#### [Task prompt]
An exact copy of the entries is needed, with every line included.

#### [Collection entries]
--- --- ---
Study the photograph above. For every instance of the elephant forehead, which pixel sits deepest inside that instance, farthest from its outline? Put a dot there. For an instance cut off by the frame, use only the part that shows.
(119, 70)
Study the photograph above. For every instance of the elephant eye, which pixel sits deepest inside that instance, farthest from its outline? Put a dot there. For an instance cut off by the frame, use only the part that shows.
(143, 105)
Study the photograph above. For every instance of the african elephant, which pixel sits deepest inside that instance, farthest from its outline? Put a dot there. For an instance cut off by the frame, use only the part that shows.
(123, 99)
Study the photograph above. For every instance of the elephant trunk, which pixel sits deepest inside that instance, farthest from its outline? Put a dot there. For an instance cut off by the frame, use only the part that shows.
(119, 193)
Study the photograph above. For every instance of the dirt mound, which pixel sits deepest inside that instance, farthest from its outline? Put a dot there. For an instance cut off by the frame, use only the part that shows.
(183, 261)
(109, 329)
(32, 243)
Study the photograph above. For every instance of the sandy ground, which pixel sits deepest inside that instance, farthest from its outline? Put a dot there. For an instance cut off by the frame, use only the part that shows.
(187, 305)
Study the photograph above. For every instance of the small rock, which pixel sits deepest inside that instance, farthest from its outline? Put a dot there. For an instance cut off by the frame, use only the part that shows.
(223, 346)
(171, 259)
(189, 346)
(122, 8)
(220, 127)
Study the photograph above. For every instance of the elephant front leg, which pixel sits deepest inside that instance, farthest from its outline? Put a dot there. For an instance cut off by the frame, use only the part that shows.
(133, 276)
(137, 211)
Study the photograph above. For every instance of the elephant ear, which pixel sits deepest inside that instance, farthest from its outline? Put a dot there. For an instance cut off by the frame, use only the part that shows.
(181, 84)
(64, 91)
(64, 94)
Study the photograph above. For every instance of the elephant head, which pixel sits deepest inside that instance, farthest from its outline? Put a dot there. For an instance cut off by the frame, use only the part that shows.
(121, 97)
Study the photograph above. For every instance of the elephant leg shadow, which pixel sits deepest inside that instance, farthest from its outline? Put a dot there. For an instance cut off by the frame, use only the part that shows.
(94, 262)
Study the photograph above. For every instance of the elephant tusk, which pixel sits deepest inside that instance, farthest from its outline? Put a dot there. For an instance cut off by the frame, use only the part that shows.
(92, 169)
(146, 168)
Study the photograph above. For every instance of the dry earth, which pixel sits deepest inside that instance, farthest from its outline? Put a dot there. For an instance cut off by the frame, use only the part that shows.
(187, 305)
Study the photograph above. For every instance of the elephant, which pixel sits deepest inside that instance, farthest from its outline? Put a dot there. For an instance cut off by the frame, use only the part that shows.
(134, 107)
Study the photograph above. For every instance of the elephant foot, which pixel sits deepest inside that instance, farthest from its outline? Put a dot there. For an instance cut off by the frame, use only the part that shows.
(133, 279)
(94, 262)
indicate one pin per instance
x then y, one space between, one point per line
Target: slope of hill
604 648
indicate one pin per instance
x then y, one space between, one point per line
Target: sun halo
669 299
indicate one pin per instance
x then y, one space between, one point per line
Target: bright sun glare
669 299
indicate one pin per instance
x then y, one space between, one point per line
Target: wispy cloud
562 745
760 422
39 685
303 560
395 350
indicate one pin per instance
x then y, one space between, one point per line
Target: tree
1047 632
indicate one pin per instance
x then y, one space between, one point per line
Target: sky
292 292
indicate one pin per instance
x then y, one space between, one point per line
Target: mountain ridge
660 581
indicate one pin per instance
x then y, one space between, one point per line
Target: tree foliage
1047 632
--- --- ---
#### [Answer space]
Study the photograph above. For every instance of the elephant forehead, which pixel sits deepest inside that instance, farthest from its outline? Put a dot there. For an instance cut off by the frame, use only the part that shows.
(119, 70)
Study the photograph above. For every instance of the elephant eye, which pixel sits deepest inside that instance, farthest from its outline? Put a dot there. For an instance cut off by the frame, use only the part that shows.
(143, 105)
Study the photograph above. For every instance of the african elephant, which pixel sits deepest inside that instance, farthest from its outline? Put a dot there. For an instance cut off by the frame, use only the part that shows.
(123, 99)
Study the photograph above. For every instance of the elephant trunk, which pixel sits deepest inside that instance, farthest from its outline? Put a dot there. For an instance cut off by the frame, use only the part that shows.
(119, 193)
Study the photograph above. For every instance of the dirt mound, which pixel sits deepest inside that instance, farthest from its outline? Put a dot there. For an instance cut off by the frame, use only the part that shows.
(183, 261)
(109, 329)
(32, 243)
Study the photograph above. For every instance of the sandy ground, which pixel sits deepest inside that instance, farthest from its outline? Put a dot there. For an instance cut off by the frame, use only the part that shows.
(187, 305)
Study the photograph above. For every instance of the small rock, which pixel sits deepest inside that instance, farthest from its outline? Put a dot there. For an instance cut off by the frame, use only the part that shows.
(223, 346)
(171, 259)
(189, 346)
(122, 8)
(220, 127)
Study the photograph above. For every instance of the elephant front leg, which pixel sits deepest inside that instance, farthest from its outline? Put a dot there. For an instance cut off by the frame, use only the part that shows.
(133, 276)
(137, 211)
Study the photograph above. For every instance of the elephant ear, which pixel sits deepest inside that instance, farthest from its outline? Put a dot there. For an instance cut off by the frame, use only the part that shows.
(181, 84)
(64, 91)
(64, 94)
Study the photograph above. For every instance of the elephant head, which pixel sits deepest inside that instance, farthest from its outline? Put a dot there. For an instance cut off by the frame, use only the part that shows.
(121, 97)
Study the photograph above. For every instance of the elephant leg shadow, which pixel sits deepest inside that instance, farthest from its outline? Put a dot there. For an instance cut off by the frame, use only the part that shows.
(94, 262)
Study the photograph above. For every instance of the elephant tusk, which pixel sits deepest inside that instance, farthest from its outline? Put a dot there. For an instance cut off by the frame, use only the part that shows.
(92, 169)
(146, 168)
Study the photograph above. For every instance of the dry earth, which pixel sits deepest inside that instance, farthest from its outline? Put a dot there. For an instance cut off by the frame, use only the part that shows.
(187, 305)
Study the photograph above. For every instance of the elephant, which pixel sits deepest inside that instance, farthest from its outline? Put a dot there. For an instance cut off by the frame, use only the part that shows.
(134, 107)
Study the photograph above. For every instance of the elephant foot, which pixel sits deepest inside that instance, farthest from its outline? Put a dot there. For an instance cut off by the frame, use only the part that shows.
(133, 279)
(94, 262)
indicate one pin per instance
x then y, one space between, one point per line
Target: slope of hill
604 648
indicate one pin per instance
x then y, one space between, one point per line
Target: sun halo
669 299
indicate one pin per instance
x then y, one space between, one point per line
Target: bright sun glare
669 299
indicate one pin per instance
x then y, one space between, one point per line
Target: wispy cloud
562 745
760 422
39 685
303 560
395 350
indicate one pin per instance
x then y, one space between, one point per line
Target: tree
1047 632
indicate one pin per instance
x then y, one space between, one point per line
Target: sky
292 292
indicate one pin per instance
x then y, one space between, one point per line
Target: mountain ridge
660 581
indicate one pin per instance
x then y, one space between, one point per line
Target: tree foliage
1047 632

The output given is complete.